- GIVEN REQUEST
Please rewrite the entries below as a two-column CSV with the headers instruction and output, one row per entry, each value in a single quoted field with line breaks replaced by spaces. Leave the pictures out.

- PROVIDED DATA
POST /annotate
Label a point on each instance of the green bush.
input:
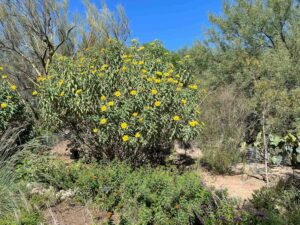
(128, 103)
(25, 218)
(138, 196)
(11, 108)
(225, 114)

- WRITTEN RESPONSE
instruction,output
"POST /annotate Label a point on each instance of the green bush. input:","(128, 103) (25, 218) (138, 196) (11, 108) (225, 114)"